When you find the word "below" in a line of the entries, please copy the whole line.

^^^^^^^^

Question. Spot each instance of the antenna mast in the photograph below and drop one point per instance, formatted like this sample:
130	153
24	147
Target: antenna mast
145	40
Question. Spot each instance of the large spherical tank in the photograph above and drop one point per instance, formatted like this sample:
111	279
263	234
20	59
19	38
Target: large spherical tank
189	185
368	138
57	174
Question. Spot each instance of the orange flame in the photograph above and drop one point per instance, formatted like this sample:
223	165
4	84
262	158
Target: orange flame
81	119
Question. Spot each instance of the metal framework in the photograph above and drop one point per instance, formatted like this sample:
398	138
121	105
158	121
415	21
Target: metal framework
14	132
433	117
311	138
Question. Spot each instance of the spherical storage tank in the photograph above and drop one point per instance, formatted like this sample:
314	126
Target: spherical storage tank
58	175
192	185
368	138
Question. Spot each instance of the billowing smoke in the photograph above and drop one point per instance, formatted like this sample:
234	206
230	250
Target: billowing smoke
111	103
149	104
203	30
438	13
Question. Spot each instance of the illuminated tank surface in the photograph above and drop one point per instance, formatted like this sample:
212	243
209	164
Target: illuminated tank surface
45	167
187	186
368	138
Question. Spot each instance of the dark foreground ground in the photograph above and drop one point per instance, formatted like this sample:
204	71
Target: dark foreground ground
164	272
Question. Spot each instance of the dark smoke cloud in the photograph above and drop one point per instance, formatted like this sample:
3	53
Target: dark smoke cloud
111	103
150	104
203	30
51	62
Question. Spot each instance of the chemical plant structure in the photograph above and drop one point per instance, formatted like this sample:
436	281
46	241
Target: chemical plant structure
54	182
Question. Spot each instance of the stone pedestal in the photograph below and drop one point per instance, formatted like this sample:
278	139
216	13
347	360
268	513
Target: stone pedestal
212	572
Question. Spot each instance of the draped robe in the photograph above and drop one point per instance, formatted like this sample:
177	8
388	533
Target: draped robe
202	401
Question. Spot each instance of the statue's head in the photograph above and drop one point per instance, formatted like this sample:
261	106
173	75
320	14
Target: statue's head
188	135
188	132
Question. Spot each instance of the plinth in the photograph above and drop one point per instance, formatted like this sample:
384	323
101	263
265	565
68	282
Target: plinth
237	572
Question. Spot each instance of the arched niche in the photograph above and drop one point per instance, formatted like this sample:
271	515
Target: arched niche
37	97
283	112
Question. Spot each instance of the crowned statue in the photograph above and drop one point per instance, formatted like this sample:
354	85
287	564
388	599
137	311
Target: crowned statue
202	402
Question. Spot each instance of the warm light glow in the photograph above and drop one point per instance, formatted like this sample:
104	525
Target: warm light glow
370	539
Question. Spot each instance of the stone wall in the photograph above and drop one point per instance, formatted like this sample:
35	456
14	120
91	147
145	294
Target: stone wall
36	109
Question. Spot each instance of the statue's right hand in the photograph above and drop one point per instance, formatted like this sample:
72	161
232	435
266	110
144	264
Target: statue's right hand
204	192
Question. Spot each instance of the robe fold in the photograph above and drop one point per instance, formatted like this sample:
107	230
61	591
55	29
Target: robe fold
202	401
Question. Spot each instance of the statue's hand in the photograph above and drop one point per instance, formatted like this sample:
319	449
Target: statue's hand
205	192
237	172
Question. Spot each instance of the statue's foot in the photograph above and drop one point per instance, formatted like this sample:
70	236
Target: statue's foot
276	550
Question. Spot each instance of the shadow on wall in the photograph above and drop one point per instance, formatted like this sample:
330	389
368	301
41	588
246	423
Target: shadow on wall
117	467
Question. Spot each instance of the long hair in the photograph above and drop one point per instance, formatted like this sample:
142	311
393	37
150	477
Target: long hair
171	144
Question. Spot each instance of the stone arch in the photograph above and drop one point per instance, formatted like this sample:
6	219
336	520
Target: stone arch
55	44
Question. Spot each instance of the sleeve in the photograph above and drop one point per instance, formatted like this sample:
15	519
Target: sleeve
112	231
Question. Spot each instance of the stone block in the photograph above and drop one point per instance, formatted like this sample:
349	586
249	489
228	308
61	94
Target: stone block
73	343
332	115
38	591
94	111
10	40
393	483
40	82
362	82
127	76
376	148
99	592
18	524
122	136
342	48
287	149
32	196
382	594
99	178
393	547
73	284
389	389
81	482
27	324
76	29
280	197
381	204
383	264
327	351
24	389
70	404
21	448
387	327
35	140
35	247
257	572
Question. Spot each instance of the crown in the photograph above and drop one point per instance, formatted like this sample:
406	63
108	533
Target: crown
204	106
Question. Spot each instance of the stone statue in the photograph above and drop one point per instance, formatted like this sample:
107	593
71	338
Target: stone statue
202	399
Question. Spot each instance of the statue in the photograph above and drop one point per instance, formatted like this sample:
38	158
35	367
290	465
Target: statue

^^^^^^^^

▸ **WRITTEN RESPONSE**
Question. Spot each instance of the antenna mast in the photograph below and drop one point per instance, formatted like this sample:
Question. Spot each instance of the stone pedestal in the photograph below and drop one point per instance, formatted like this sample:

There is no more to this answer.